Information given =
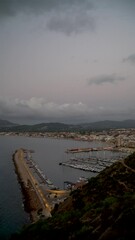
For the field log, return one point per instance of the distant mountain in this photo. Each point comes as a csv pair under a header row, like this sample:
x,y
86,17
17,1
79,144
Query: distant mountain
x,y
60,127
6,124
109,124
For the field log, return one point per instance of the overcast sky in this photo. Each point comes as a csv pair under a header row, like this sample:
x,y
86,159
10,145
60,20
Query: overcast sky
x,y
70,61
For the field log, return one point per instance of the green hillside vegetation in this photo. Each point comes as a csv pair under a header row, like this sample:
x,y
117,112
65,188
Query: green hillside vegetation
x,y
103,209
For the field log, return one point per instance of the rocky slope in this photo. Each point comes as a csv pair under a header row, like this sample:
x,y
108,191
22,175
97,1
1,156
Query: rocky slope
x,y
104,209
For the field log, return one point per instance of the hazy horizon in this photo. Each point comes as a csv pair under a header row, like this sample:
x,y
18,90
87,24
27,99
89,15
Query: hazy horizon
x,y
67,61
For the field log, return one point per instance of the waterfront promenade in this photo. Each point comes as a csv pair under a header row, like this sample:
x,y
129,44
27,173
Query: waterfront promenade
x,y
39,192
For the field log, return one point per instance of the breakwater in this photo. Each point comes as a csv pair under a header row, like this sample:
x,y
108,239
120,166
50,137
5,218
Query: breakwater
x,y
39,192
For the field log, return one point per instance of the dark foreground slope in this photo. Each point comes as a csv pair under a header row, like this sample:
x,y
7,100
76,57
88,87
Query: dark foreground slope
x,y
103,209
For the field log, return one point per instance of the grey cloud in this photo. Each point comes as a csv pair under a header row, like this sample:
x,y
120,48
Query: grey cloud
x,y
37,109
99,80
70,22
130,59
11,7
72,16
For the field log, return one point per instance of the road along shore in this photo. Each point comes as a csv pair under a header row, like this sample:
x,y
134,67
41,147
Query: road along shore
x,y
35,202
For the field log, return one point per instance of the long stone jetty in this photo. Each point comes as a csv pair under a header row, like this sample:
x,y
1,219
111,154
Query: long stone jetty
x,y
39,192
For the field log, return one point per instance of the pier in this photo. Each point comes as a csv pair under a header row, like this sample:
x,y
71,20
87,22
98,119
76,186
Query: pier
x,y
79,150
40,193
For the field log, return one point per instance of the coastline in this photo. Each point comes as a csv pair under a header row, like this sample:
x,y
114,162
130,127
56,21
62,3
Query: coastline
x,y
32,204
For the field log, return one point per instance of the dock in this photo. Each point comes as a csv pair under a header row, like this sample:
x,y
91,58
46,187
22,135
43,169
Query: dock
x,y
39,192
79,150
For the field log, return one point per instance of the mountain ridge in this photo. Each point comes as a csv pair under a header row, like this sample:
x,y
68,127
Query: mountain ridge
x,y
59,126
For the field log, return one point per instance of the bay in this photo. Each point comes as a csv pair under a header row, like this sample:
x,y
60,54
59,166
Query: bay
x,y
48,153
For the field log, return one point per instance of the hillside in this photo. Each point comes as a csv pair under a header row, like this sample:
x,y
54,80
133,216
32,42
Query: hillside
x,y
104,209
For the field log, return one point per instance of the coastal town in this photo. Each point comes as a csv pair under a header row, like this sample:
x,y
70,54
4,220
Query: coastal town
x,y
120,138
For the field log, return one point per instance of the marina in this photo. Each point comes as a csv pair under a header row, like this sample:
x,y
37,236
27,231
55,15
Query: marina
x,y
94,163
40,193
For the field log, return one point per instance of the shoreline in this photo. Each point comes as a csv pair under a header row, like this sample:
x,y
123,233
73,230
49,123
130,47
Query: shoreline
x,y
31,201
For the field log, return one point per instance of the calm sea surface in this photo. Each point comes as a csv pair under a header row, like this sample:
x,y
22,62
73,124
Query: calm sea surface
x,y
48,153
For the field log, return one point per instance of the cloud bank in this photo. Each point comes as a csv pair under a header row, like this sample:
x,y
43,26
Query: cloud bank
x,y
102,79
72,16
36,110
130,59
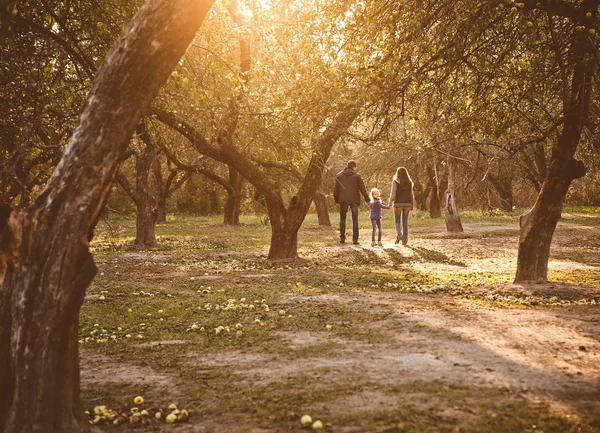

The problem =
Print the records above verbatim, minus any pictures.

Response box =
For the field log, return one point per instance of the distant mountain in this photo. Each point comes as a csv pair under a header row, like this sample:
x,y
86,17
17,1
79,144
Query: distant mountain
x,y
60,127
6,124
109,124
For the field log, return one point per instance of the overcast sky in this photo. Each point comes as a csv pair under a header row, like this sample:
x,y
86,159
10,145
60,20
Query: overcast sky
x,y
70,61
For the field log, return one point per instance of the green hillside vegetation in this photo. Each point comes as a csv pair under a header row, like this sample:
x,y
117,112
65,188
Query: green hillside vegetation
x,y
103,209
For the field log, return one point per instance of the rocky slope in this photo. Each point comes as a csv pair under a header row, like this sample:
x,y
108,191
22,175
97,1
1,156
Query: rocky slope
x,y
104,209
For the field log, return one point per instance of the hazy horizon in this photo. Each point comes as a csv pair under a header row, like this sample:
x,y
18,90
87,24
27,99
89,15
Query: hazy horizon
x,y
67,61
For the field log, return one point per instance of the waterfront promenade in this photo. Each point comes as a csv pair under a header row, like this sample:
x,y
129,44
27,173
Query: waterfront promenade
x,y
39,192
For the field log, return one point per instance of the breakwater in this photo. Each point comes as a csv pair under a header row, like this sample:
x,y
108,239
120,166
50,137
5,218
Query: breakwater
x,y
39,192
For the field log, return one point per instance of the dark foreground slope in this photo. Each point comes as a csv pair under a header row, like this sample:
x,y
7,100
76,57
88,87
Query: dark foreground slope
x,y
103,209
For the field log, return one point per instance of the grey cloud in this photo. Each point comes as a csv pair under a header row, like this sample:
x,y
120,48
Query: grey cloud
x,y
37,109
99,80
70,22
130,59
11,7
72,16
For the field log, return one point per instance of the road along shore in this photo. Each point comes as a csv pair under a header row, like this sample:
x,y
134,67
41,147
Query: road along shore
x,y
35,202
For the field log, return one point per instance of the long stone jetty in this photo. Each point comes as a csv pair under a header row, like this sample:
x,y
1,219
111,154
Query: long stone jetty
x,y
39,192
For the field log, return one point per instance of the pier in this photo. Each point comes as a csv pair under a header row, like this sample:
x,y
71,20
87,22
98,119
76,186
Query: pier
x,y
79,150
40,193
For the field log, return one point per instance of the coastline in this photo. Each point comes as a csv pair under a header row, like this sample:
x,y
114,162
130,127
56,21
62,3
Query: coastline
x,y
32,204
For the field log, return one point per instance of the dock in this photo. Each point comes as a csv pair under a header row, like this sample:
x,y
91,58
46,187
22,135
43,169
Query: dock
x,y
39,192
79,150
For the field log, return one point per instance of the mountain ridge in this photo. Each point comes as a csv pair under a header row, like this sample:
x,y
68,127
Query: mountain ridge
x,y
59,126
For the field log, return one point per instance of the bay in this photo. Each point comes as a csv pair under a header row, like this sample:
x,y
60,54
59,166
Query: bay
x,y
48,153
For the field log, return one point per instance of the hillside in this photo. Each point comes as a csv pair under a header row, like this sample:
x,y
54,80
133,216
32,42
Query: hillside
x,y
104,209
For the field log, return one point per instance of the coastal town in this photo. Each point comes as a csv pair under a header row, like this sample:
x,y
70,54
4,220
Query: coastal town
x,y
120,138
For the field log, return one point per instance of the marina in this photo. Each point comes as a csv pair under a header row, like this sample:
x,y
37,236
27,231
55,15
Query: marina
x,y
94,163
40,193
For the field log, return one point per instance of the shoreline in this photo. Each point comes as a csv pair under a header row, like this sample:
x,y
123,233
73,230
49,123
130,47
Query: shoreline
x,y
31,201
For the field log, return one point per instance of the calm sea surface in this photo. Each point comes as a csv pair under a header row, like this sample:
x,y
22,62
73,124
Query: calm sea surface
x,y
48,153
For the field log, return one point per instance of the cloud bank in this photo. Each point comes as a csv pair under a header row, like this sample:
x,y
43,26
Query: cloud bank
x,y
102,79
72,16
36,110
130,59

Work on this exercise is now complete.